*** Opening Given records ***
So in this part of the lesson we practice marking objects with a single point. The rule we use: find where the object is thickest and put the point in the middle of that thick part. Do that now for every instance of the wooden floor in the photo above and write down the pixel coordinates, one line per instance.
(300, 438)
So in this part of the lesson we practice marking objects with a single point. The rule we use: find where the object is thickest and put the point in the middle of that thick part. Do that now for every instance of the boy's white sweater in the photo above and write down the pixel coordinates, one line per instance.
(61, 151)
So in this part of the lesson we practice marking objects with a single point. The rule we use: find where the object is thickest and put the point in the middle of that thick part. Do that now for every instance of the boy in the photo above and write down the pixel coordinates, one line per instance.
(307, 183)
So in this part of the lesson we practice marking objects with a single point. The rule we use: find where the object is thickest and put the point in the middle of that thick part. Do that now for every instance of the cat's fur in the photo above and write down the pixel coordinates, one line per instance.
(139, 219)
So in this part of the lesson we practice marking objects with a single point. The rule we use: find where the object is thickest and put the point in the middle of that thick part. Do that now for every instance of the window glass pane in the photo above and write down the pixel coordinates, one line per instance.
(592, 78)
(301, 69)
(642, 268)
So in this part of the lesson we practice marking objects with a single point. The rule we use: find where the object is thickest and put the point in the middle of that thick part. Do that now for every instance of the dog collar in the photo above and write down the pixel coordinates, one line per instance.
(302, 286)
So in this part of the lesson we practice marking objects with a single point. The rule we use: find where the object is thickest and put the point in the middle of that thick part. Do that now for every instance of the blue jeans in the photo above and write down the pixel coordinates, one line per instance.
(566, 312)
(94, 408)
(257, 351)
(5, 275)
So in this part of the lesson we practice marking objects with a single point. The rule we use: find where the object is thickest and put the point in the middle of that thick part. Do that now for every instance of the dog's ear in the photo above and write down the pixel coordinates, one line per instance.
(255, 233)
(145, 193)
*** Closing Given records ***
Work to be completed: Print the full listing again, word for word.

Exercise output:
So in this part of the lesson we practice marking objects with a single point. The rule we use: find where the object is thickest and put the point in the middle of that thick part. Do that now for every instance of the wooden floor in the photo above and write down the pixel coordinates, one line per instance.
(300, 438)
So in this part of the lesson we practice marking objects with a single point. The rule we use: find where the object is thickest and put the point in the middle of that thick part. Do that now for every instance of the boy's white sweater in the photo above and write down the pixel coordinates, one line per instance.
(61, 151)
So in this part of the lesson we practice marking objects with a single point. The rule we use: find where the object is thickest and put the point in the middle of that thick part. Do that now for every instance of the boy in the photo above and write down the pixel coordinates, one line per instance.
(307, 183)
So in this part of the lesson we practice marking objects with a single point. The rule we use: find where the object is thickest and put the point in the middle of that thick part. Do that now for every instance of the cat's fur in the photo above and write down the pixel coordinates, one line per instance.
(139, 219)
So in this part of the lesson we practice marking objects with a single point. The rule we use: find where the object is thickest and put the point in the middle of that thick part. Do that now for every instance of the window glass pane in the photo above and write down the pixel coordinates, one line per instance.
(592, 78)
(301, 69)
(642, 268)
So in this part of the lesson we practice marking objects with a single point. The rule we use: find where the object is thickest and put the point in the middle of that thick part. Do that now for every instance of the dog collar in the photo above and write down the pixel coordinates, one line per instance.
(302, 286)
So in this part of the lesson we practice marking objects with a single point. The rule we use: find where the object is thickest and put the point in the middle of that thick part. Do that now for every instance of the blue jeans in the photo above and write down the pixel coordinates, one line per instance.
(566, 312)
(94, 408)
(257, 351)
(5, 275)
So in this part of the lesson we practice marking objects with a single point. The rule we use: find where the object is thickest and put the point in the middle of that thick part. Do that now for every instance of the dog's ear in the photo above and write down the pixel coordinates, one line per instance.
(255, 233)
(145, 193)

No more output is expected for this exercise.